>> Start Document text

4) Update on the on-going Sabbath journey: today was definitely unorthodox. ;) There were very real elements of "traditional" Sabbath present: I slept in a bit (rested), shared a meal with a good friend, celebrated the reality that everything broken will be set right some day. I read a good book. I spent time outside. I listened to great music. I was at peace.
I also took a bunch of stuff to Goodwill and went grocery shopping. I cleaned out my car and vacuumed it. I wiped down a bunch of storage bins that have been collecting dust in the garage and loaded them into my car to donate to my church tomorrow (the creative planning team has acquired a lot of odds and ends over the past two years, and is in need of organization). I did a couple loads of laundry, and my dishes. I cooked dinner. I started cleaning my room, and organized my linen closet and my pantry. I also checked my email and did some work for church.
Everything in that last paragraph is "work" - which is forbidden on the Sabbath. And I wouldn't recommend it as normal Sabbath-keeping behaviour. But on the eve of a week-long stay-cation when I know I will be getting a good deal more rest than I usually do, and in the wake of a long stretch of insane busyness where lots of my own personal stuff (things like cleaning out my car and my linen closet) has fallen by the wayside - getting that stuff done was incredibly freeing today. And the best thing about it was that it wasn't "work" - it was fun, being productive - kind of like not being productive right now is also fun. :)

>> End Document text
>> Start Entries supplied

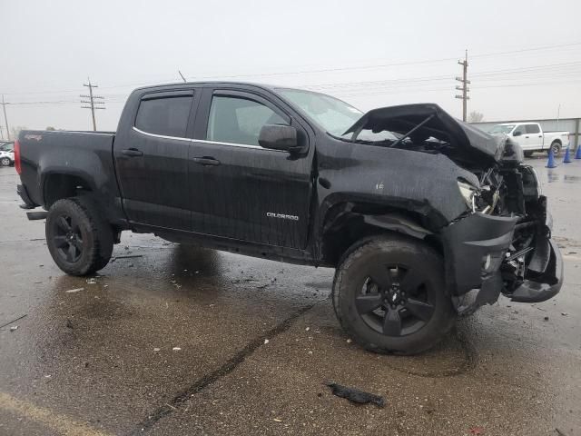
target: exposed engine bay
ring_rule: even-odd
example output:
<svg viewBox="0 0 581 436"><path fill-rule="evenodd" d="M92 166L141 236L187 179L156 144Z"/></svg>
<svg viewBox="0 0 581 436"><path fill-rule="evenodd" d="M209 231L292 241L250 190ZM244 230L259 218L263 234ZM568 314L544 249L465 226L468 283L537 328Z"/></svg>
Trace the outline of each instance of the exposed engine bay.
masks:
<svg viewBox="0 0 581 436"><path fill-rule="evenodd" d="M470 215L506 218L510 222L502 224L506 226L504 231L507 231L502 238L498 235L495 239L491 233L489 240L469 242L468 237L468 243L458 243L464 244L470 255L486 253L481 289L501 288L502 292L513 300L529 302L547 300L558 292L560 285L556 283L560 282L562 266L557 264L560 263L558 250L554 249L550 241L547 198L542 195L535 170L523 164L521 148L506 135L486 134L454 119L436 104L408 104L369 111L340 139L443 154L475 174L478 186L474 180L458 180L467 212L449 224L450 229L454 227L448 232L449 239L454 240L456 235L452 233L457 232L463 233L464 238L468 236L471 224L463 223L455 226L455 223ZM474 225L485 224L480 222ZM479 246L479 252L475 251L474 246ZM467 277L461 275L457 273L458 282L464 284L463 288L460 284L457 287L460 294L467 292L470 284L470 280L462 280L467 279L468 274ZM487 282L494 285L488 286ZM481 296L480 302L473 304L468 312L497 298L497 291L496 295L487 291L481 293L488 295Z"/></svg>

>> End Entries supplied

■ Goal of the exercise:
Can you reproduce the entire Sabbath journey entry above, word for word?

■ Exercise output:
4) Update on the on-going Sabbath journey: today was definitely unorthodox. ;) There were very real elements of "traditional" Sabbath present: I slept in a bit (rested), shared a meal with a good friend, celebrated the reality that everything broken will be set right some day. I read a good book. I spent time outside. I listened to great music. I was at peace.
I also took a bunch of stuff to Goodwill and went grocery shopping. I cleaned out my car and vacuumed it. I wiped down a bunch of storage bins that have been collecting dust in the garage and loaded them into my car to donate to my church tomorrow (the creative planning team has acquired a lot of odds and ends over the past two years, and is in need of organization). I did a couple loads of laundry, and my dishes. I cooked dinner. I started cleaning my room, and organized my linen closet and my pantry. I also checked my email and did some work for church.
Everything in that last paragraph is "work" - which is forbidden on the Sabbath. And I wouldn't recommend it as normal Sabbath-keeping behaviour. But on the eve of a week-long stay-cation when I know I will be getting a good deal more rest than I usually do, and in the wake of a long stretch of insane busyness where lots of my own personal stuff (things like cleaning out my car and my linen closet) has fallen by the wayside - getting that stuff done was incredibly freeing today. And the best thing about it was that it wasn't "work" - it was fun, being productive - kind of like not being productive right now is also fun. :)